+++ Text passage
On March 4, 2013, India’s Intellectual Property Appellate Board (IPAB) upheld the country’s first compulsory license to a pharmaceutical product.  Specifically, the decision upheld a compulsory license issued to Natco Pharma Ltd., an Indian generic drug manufacturer, to sell Bayer’s patented chemotherapy drug Nexavar® (sorafenib tosylate).  Given the economic consequences of this compulsory license, Bayer is expected to further appeal this decision.  It is important for companies procuring patents and doing business in India in all industries to understand the country’s compulsory licensing laws.

A compulsory license is a statutorily created license that allows certain parties to use or manufacture a product encompassed by the claims of a patent without the permission of the patent owner (patentee) in exchange for a specified royalty.  The Indian Patent Act (Act) contains very broad compulsory licensing provisions.  The two provisions of the Act that allow for compulsory licenses are Sections 84 and 92.

Section 84

Under Section 84, the Controller of Patents can issue a compulsory license three (3) years after the issuance of a patent if one of the following conditions is met:

1.  The reasonable requirements of the public with respect to the patented invention have not been satisfied; or

2.  The patented invention is not available to the public at a reasonable price; or

3.  The patented invention is not worked in India.

Public Accommodation: The Act contains a list of circumstances in which the “reasonable requirements of the public” will be considered not met.  These are:

1.  The patentee does not grant a license on “reasonable terms” thereby causing: (a) a disadvantage to a trade or industry or the development or establishment of an industry in India; (b) demand for the patented product not to be sufficiently met or available on reasonable terms; (c) insufficient supply or development of a market in India for the exportation of the patented article; or (d) a disadvantage in the establishment or development of commercial activities in India.

2.  The patentee imposes conditions with respect to the grant of license, sale or use of a patented product or process, the manufacture, use or sale of non-patented materials or the establishment or development of any trade or industry in India, which is prejudiced.

3.  The patentee includes one or more of the following conditions in a license:  (a) an exclusive grant-back clause for any improvements developed by the licensee on the patented product or process; (b) a clause prohibiting the licensee from challenging the validity of the licensed patent(s); or (c) a clause that is essentially a “coercive” package license (namely, requires the licensee to purchase non-patented items from the patentee as a condition of the license).

4.  The patentee does not work the patented invention in India to the fullest extent possible or on a commercial scale to an adequate extent.

5.  The working of the patented invention on a commercial scale in India is being prevented or hindered as a result of the importation of the patented invention by:  (a) the patentee or a person authorized by him; (b) persons purchasing from the patentee, either directly or indirectly; or (c) the infringement of the patent by a third party against whom the patentee is not taking or has not taken any action to eliminate said infringement.
++++++
(Tasks to complete):
1: According to the passage on India's compulsory licensing law, how many years after a patent issues can the Controller of Patents grant a compulsory license under Section 84?
2: Using the passage on India's compulsory licensing law, explain why Bayer is expected to appeal the IPAB decision further.
3: Rewrite the paragraph beginning "A compulsory license is a statutorily created license" from the passage on India's compulsory licensing law as a short list that keeps its main facts.
+++ Supplied material
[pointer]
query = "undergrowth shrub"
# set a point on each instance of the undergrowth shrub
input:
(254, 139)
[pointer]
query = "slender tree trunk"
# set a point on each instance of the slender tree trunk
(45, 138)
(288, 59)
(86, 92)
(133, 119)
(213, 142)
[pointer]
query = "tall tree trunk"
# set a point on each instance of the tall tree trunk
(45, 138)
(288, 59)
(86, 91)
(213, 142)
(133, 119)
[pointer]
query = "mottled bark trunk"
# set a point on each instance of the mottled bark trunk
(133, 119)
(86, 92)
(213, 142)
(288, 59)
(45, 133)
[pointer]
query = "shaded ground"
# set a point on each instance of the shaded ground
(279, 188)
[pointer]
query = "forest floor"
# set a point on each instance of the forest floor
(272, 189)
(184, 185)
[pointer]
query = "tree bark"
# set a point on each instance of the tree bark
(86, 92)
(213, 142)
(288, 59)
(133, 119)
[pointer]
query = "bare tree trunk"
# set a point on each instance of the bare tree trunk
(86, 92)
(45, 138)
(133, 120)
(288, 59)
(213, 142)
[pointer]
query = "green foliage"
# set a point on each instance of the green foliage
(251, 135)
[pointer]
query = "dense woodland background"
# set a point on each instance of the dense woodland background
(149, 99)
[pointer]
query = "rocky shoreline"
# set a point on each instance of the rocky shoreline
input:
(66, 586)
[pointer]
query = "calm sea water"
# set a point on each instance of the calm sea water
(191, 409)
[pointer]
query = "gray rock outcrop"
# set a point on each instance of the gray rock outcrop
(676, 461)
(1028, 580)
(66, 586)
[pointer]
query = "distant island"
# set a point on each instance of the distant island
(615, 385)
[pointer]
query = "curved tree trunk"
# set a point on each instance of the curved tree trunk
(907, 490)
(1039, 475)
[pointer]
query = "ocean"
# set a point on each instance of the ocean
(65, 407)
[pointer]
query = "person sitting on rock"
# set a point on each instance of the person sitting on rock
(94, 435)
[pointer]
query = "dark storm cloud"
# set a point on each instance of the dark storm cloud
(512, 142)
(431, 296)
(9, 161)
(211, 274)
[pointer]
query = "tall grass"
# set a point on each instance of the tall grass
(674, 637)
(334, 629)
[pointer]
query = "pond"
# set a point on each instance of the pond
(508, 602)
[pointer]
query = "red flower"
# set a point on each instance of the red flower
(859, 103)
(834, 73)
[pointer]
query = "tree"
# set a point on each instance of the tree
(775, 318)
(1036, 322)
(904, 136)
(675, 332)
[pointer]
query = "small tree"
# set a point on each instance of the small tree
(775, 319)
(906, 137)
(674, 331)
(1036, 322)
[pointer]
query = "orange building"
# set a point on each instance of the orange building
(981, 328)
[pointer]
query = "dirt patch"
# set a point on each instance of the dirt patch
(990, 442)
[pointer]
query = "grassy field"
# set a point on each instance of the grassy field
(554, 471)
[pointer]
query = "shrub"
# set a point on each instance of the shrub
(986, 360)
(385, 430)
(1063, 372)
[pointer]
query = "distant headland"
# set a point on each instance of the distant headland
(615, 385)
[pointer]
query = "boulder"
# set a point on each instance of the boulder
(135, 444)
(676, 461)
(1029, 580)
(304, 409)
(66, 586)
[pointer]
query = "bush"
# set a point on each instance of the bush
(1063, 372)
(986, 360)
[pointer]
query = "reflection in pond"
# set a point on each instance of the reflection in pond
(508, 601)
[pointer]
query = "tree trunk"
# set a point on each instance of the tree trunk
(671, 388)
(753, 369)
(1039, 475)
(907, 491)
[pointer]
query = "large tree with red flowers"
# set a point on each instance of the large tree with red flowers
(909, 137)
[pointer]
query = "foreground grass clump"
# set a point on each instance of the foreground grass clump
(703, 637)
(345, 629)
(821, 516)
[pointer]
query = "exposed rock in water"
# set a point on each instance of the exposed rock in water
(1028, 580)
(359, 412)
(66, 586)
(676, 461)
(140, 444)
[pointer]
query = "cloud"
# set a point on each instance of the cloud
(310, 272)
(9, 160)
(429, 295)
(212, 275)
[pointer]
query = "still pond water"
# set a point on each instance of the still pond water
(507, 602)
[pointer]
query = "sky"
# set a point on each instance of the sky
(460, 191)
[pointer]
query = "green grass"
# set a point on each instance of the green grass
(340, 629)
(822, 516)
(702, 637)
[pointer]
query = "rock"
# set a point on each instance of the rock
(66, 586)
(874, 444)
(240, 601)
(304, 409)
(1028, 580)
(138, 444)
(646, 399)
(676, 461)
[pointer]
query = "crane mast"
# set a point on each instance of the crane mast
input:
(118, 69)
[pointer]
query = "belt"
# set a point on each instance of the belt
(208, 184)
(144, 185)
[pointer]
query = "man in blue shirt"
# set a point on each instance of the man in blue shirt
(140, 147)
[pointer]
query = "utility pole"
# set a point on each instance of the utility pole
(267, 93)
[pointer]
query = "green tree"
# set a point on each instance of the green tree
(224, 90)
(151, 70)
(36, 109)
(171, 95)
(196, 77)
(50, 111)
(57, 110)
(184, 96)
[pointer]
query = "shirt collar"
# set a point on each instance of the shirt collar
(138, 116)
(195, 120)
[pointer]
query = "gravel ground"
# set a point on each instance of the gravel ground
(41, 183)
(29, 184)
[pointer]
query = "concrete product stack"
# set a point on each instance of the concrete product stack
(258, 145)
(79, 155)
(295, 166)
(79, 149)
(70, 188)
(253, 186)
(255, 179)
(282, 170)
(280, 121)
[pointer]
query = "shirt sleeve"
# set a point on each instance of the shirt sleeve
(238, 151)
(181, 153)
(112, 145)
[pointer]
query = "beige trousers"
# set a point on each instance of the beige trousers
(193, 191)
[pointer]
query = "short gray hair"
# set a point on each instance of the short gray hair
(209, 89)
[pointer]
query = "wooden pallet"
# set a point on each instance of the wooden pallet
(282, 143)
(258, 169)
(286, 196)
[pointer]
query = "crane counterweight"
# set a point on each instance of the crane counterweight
++++++
(Solutions below):
1: Three years.

2: Bayer is expected to appeal because of the economic consequences of the compulsory license. The license lets Natco Pharma Ltd., an Indian generic drug manufacturer, sell Bayer's patented chemotherapy drug Nexavar®.

3:
- A compulsory license is created by statute.
- It lets certain parties use or manufacture a patented product without the patentee's permission, in exchange for a specified royalty.
- The Indian Patent Act has very broad compulsory licensing provisions.
- Two sections of the Act allow compulsory licenses: Sections 84 and 92.